▶ Extracted text:
=-=-=-=-=

Chirality seems to be a hot topic in astrobiology this month. Just a few weeks ago, astrobiologists at NASA announced that they found a possible explanation as to why the amino acids present in all life forms we know today wind to the left. Now, another team of scientists is taking what we know about chirality to a whole new level and thinking of using telescopes to hunt for vast bacterial colonies and forests on alien worlds. In their experiments, photosynthetic organisms like cyanobacteria and plants polarize the light they reflect to produce a signature of the handedness of their molecules. This means that a telescope able to image a planet in another solar system could detect a strong biomarker and let us know that the world we’re seeing is not only habitable, but inhabited.

=-=-=-=-=

▶ Entries shown:
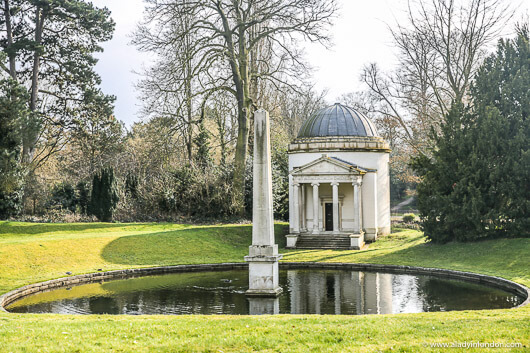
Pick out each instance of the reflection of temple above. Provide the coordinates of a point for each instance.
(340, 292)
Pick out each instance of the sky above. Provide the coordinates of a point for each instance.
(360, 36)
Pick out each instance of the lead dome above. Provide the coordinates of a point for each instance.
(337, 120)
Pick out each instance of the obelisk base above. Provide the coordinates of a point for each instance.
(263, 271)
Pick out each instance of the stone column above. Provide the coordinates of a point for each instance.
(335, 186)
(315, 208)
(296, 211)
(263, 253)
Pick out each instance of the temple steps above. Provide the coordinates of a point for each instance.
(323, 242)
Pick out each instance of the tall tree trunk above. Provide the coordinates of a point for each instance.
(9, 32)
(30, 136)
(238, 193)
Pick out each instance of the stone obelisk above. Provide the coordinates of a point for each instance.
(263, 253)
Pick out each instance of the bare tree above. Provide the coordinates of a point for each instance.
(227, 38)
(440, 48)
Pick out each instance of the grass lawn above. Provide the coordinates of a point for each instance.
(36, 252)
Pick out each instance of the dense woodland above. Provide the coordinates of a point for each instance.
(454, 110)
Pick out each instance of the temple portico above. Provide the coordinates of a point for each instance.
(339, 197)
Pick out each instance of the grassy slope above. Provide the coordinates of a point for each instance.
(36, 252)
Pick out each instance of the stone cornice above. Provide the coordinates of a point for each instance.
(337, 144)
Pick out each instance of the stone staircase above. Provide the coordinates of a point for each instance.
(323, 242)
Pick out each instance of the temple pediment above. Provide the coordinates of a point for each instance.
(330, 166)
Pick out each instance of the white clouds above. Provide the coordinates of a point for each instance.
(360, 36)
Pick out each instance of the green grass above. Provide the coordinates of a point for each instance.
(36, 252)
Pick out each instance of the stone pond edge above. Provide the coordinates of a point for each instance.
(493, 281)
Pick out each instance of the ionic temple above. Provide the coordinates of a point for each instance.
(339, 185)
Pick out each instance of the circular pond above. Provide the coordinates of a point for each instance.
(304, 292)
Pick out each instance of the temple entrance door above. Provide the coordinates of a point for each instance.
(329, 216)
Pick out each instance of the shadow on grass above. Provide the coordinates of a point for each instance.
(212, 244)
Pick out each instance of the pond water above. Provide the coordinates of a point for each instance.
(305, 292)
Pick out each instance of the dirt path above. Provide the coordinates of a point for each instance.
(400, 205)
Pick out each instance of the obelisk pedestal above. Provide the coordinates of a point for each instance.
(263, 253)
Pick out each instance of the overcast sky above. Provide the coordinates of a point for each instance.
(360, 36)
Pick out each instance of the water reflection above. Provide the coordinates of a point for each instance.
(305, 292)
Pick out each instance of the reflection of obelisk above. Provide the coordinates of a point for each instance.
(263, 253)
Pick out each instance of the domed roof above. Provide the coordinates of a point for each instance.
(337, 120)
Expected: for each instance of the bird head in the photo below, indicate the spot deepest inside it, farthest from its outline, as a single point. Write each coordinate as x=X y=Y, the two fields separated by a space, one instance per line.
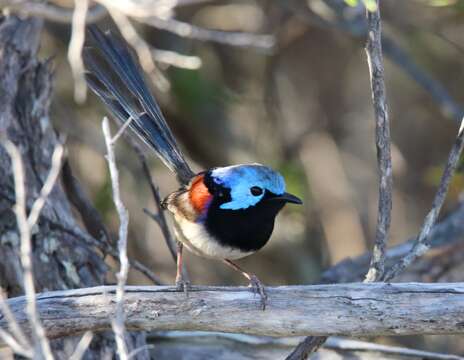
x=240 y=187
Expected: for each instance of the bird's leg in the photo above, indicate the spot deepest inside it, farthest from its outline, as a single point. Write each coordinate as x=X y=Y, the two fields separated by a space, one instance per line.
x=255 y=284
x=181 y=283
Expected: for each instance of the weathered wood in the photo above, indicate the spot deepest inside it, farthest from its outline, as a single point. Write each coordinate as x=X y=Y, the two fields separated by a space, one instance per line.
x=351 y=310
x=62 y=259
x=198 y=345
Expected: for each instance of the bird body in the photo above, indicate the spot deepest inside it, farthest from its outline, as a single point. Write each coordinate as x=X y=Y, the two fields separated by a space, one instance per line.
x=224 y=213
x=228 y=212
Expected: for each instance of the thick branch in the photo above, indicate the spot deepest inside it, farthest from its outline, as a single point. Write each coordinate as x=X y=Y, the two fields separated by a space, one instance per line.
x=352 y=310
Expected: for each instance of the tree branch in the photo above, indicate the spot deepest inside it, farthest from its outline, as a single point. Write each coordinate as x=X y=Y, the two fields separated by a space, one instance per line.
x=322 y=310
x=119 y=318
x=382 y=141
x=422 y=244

=-=-=-=-=

▶ Problem set:
A. In the text about chirality in astrobiology, what do photosynthetic organisms like cyanobacteria and plants do to the light they reflect?
B. Carry on the text about chirality in astrobiology from the point where it stops.

▶ Task-by-task outputs:
A. They polarize it, producing a signature of the handedness of their molecules.

B.
Now for the technical part. While the molecular structure of amino acids in all living things on Earth is wound to the left due to the potential influence from meteors that fell to our young planet as it was forming, not every molecule in our bodies has a left-handed chirality. Some compounds in our DNA are actually right-handed. So what good would it do to look for polarized light from an alien forest which would probably have both right- and left-handed molecules present in its basic makeup? According to the team, light reflected by photosynthetic organisms has a bias towards a particular chirality in stark contrast to various minerals used as controls in their experiment. Minerals have a fairly random distribution of chiralities and don’t polarize light as definitively as living things. Even water rich meteorites, which can have up to 18% more left-handed molecules, wouldn’t be as homochiral.
This homochirality is what an “astrobotanist” would try to find in the spectrum of light from an extrasolar world. Having a clear bias towards a particular handedness should be a sign of heredity and heredity is a sign of living things. With a strong bias to the right or the left coming off the planet’s flora or enormous colonies of microscopic fauna, we could safely theorize that we’ve found an alien biosphere. And since we’d be doing this light years away, we wouldn’t have to fret about cross-contamination tainting our data.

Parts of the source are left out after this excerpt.